> [Entries shown]

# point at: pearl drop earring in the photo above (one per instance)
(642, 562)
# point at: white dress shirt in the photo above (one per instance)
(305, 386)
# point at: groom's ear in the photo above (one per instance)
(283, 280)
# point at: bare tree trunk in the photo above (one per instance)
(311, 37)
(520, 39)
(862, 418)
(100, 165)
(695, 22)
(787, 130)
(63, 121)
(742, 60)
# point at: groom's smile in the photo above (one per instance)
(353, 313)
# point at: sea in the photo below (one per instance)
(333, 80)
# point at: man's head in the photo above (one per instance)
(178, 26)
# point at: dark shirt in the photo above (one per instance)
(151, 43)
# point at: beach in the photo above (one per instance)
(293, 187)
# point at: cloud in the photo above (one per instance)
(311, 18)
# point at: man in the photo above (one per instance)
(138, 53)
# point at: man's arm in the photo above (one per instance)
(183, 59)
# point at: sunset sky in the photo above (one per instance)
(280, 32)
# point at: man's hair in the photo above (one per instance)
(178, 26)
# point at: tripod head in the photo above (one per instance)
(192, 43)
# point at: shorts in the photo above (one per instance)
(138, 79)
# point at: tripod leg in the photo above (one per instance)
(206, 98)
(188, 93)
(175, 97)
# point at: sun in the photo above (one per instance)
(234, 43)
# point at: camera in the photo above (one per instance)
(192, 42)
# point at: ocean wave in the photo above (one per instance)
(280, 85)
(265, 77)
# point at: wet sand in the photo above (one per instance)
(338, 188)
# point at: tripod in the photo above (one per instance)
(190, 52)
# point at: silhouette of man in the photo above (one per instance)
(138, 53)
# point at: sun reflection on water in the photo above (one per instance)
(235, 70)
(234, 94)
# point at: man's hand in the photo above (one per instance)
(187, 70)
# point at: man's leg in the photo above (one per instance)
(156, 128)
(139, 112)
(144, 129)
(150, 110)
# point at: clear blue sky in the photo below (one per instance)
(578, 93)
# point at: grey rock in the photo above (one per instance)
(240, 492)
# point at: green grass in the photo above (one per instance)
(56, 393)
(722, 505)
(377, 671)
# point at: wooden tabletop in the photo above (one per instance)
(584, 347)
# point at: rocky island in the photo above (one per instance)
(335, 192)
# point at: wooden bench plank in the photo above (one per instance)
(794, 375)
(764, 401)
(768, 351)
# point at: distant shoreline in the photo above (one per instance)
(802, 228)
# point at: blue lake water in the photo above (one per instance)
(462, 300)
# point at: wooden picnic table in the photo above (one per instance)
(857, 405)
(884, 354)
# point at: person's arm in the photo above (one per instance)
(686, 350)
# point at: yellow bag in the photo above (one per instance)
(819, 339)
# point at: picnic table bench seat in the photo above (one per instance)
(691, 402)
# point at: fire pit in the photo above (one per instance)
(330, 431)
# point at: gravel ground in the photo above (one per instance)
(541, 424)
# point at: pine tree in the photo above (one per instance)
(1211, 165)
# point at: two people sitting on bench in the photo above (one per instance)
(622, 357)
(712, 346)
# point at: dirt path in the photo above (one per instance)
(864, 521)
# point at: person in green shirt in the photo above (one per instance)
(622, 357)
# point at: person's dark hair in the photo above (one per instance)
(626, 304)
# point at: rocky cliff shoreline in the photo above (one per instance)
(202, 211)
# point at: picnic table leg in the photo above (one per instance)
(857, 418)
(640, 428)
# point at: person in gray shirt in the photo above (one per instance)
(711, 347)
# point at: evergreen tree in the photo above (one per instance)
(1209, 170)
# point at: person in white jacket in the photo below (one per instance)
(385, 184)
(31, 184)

> [Short exercise] Rewrite every record above as a numbered list, leaving out blank lines.

> [Answer to this exercise]
1. # point at: pearl drop earring in the photo above (one per instance)
2. (642, 562)
3. # point at: white dress shirt in the photo above (one per instance)
4. (305, 386)
5. # point at: groom's ear in the photo above (one per instance)
6. (283, 280)
7. # point at: bare tree trunk in the photo above (one per instance)
8. (311, 37)
9. (520, 39)
10. (862, 418)
11. (100, 165)
12. (695, 22)
13. (787, 130)
14. (63, 121)
15. (742, 60)
16. # point at: groom's smile in the photo above (one per instance)
17. (353, 313)
18. # point at: sea in the photo below (one per instance)
19. (333, 80)
20. # point at: man's head in the photo above (one per instance)
21. (178, 26)
22. # point at: dark shirt in the photo above (one per instance)
23. (151, 43)
24. # point at: beach in the photo above (one per instance)
25. (293, 187)
26. # point at: cloud in the photo above (one per instance)
27. (311, 18)
28. # point at: man in the photo above (one per instance)
29. (138, 53)
30. # point at: man's arm in the photo above (one per instance)
31. (183, 59)
32. # point at: sunset sky in the photo above (one per instance)
33. (280, 32)
34. # point at: man's hair in the photo above (one per instance)
35. (178, 26)
36. # point at: tripod head in the photo above (one per instance)
37. (192, 43)
38. # point at: shorts in the photo above (one per instance)
39. (138, 79)
40. # point at: tripod leg in the photo above (one per instance)
41. (206, 98)
42. (188, 93)
43. (175, 97)
44. # point at: sun in the photo above (one per instance)
45. (234, 43)
46. # point at: camera in the photo above (one per instance)
47. (192, 42)
48. # point at: ocean wave in the photo above (one per instance)
49. (280, 85)
50. (265, 77)
51. # point at: wet sand in the photo above (one per instance)
52. (338, 188)
53. # point at: tripod in the photo above (one per instance)
54. (190, 52)
55. # point at: silhouette of man in the photo above (one per instance)
56. (138, 53)
57. # point at: sun reflection on water in the photo above (one per instance)
58. (235, 70)
59. (234, 94)
60. # point at: man's hand in the photo above (one per instance)
61. (187, 70)
62. # point at: man's leg in the photo above (one per instance)
63. (156, 128)
64. (139, 112)
65. (144, 129)
66. (150, 110)
67. # point at: clear blue sky in the photo below (one per instance)
68. (578, 93)
69. # point at: grey rock in the photo above (one per instance)
70. (240, 492)
71. # point at: green grass in the photo above (one per instance)
72. (56, 393)
73. (722, 505)
74. (377, 671)
75. # point at: wooden tabletop in the photo above (one per instance)
76. (584, 347)
77. # point at: rocky island in the photo above (one per instance)
78. (335, 192)
79. # point at: wooden bench plank in the photo above (one per instance)
80. (794, 375)
81. (764, 401)
82. (768, 351)
83. # point at: distant shoreline in the photo above (one per instance)
84. (802, 228)
85. # point at: blue lake water in the photo above (one per instance)
86. (462, 300)
87. # point at: wooden picnic table in the photo above (one per instance)
88. (857, 405)
89. (884, 354)
90. # point at: person's arm in the photo above (one per instance)
91. (686, 350)
92. # point at: yellow bag in the photo above (one per instance)
93. (819, 339)
94. # point at: picnic table bench seat in the photo above (one per instance)
95. (691, 402)
96. # point at: fire pit in the photo above (one per instance)
97. (330, 431)
98. # point at: gravel ground in the photo above (one per instance)
99. (541, 424)
100. # point at: pine tree in the photo above (one per instance)
101. (1211, 165)
102. # point at: two people sitting on bench in the photo above (one per instance)
103. (622, 357)
104. (712, 346)
105. # point at: dirt path in the photo above (one per instance)
106. (864, 521)
107. # point at: person in green shirt in the photo above (one per instance)
108. (622, 357)
109. # point at: person's dark hair in the photo above (one per instance)
110. (626, 304)
111. # point at: rocky cliff shoreline in the photo above (one per instance)
112. (202, 211)
113. # point at: picnic table leg in the photo above (one per instance)
114. (857, 418)
115. (640, 428)
116. # point at: person in gray shirt in the photo above (one per instance)
117. (711, 347)
118. # point at: evergreen tree in the photo above (one per instance)
119. (1209, 170)
120. # point at: person in white jacket in the photo below (one per instance)
121. (385, 184)
122. (31, 184)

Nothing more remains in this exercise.